● Provided records
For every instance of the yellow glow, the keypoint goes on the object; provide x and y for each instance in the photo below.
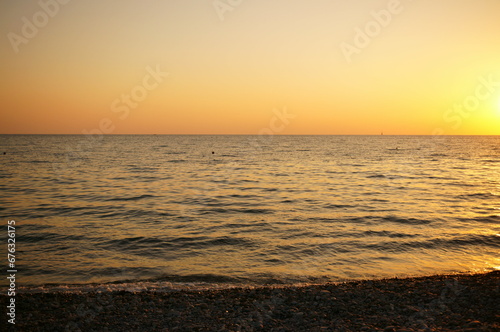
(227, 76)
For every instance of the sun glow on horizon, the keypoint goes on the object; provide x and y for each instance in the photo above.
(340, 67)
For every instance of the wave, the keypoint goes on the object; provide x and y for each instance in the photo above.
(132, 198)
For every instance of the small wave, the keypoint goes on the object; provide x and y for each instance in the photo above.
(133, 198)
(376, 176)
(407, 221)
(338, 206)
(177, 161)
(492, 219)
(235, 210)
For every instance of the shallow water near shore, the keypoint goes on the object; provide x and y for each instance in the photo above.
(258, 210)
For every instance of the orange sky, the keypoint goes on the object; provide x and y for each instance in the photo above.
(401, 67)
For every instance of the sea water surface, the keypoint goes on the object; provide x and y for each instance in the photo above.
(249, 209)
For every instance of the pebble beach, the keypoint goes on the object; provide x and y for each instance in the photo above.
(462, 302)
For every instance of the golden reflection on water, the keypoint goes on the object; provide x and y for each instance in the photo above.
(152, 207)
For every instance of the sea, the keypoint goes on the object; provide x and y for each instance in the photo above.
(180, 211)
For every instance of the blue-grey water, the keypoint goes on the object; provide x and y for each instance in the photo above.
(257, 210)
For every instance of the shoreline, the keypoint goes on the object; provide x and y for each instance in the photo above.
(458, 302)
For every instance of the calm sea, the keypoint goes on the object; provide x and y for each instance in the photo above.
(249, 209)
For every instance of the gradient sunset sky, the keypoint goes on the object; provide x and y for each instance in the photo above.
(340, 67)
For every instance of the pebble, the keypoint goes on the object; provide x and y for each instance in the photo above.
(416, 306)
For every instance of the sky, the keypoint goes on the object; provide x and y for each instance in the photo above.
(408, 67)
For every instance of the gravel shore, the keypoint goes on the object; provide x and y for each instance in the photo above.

● Task directions
Copy the listing above word for word, including the answers, and leave the pictures out of your copy.

● Solution for this exercise
For every instance of the yellow glow, the keypoint goes on the object; provide x and y for each instance in the photo below.
(227, 76)
For every instance of the sun glow on horizon, the keypoint goes on the object; provide x and y for each instance in the photo above.
(340, 67)
For every instance of the wave, the keypoint goes on the object; provide x and y for each instance in the photo above.
(132, 198)
For every instance of the small wave, the keypoint goes on the object; provide x and y for each instance in the photo above.
(133, 198)
(376, 176)
(407, 221)
(338, 206)
(177, 161)
(492, 219)
(235, 210)
For every instance of the shallow water near shore, the keypoint goes on the object; provide x and y for each instance in the photo above.
(258, 210)
For every instance of the orange sky, the keypoint goes on the object; provide x and y for each instance in the photo above.
(401, 67)
For every instance of the sea water surface, the keypoint goes on the object; provide x and y for each instance in the photo above.
(249, 209)
For every instance of the pebble beach, the keypoint goes on the object; provide x and y for each instance in the photo above.
(462, 302)
For every instance of the golden reflection on water, the keypoint goes on the object; provide x and y for each instance in the photo above.
(152, 207)
For every instance of the sea, the keypoint goes on the object; provide x and y for each instance in the photo above.
(180, 211)
For every instance of the blue-grey water, the keypoint goes on the object; provide x and y for each instance in the photo above.
(257, 210)
For every instance of the shoreline, the keypoint goes on the object; provide x and y for each instance in the photo above.
(458, 302)
For every instance of the calm sea, the keypoint goes on the object; provide x and y for each instance in the photo above.
(249, 209)
For every instance of the gradient sunset sky, the keypoint goes on the object; provide x and y for each instance in the photo above.
(340, 67)
For every instance of the pebble, the keypoint goes on the object; provide x and y for each instance in the photo above.
(416, 306)
For every instance of the sky, the keypoint goes on the object; provide x and y for each instance in the photo above.
(408, 67)
For every instance of the gravel shore, the keypoint goes on the object; provide x and y for each instance in the photo above.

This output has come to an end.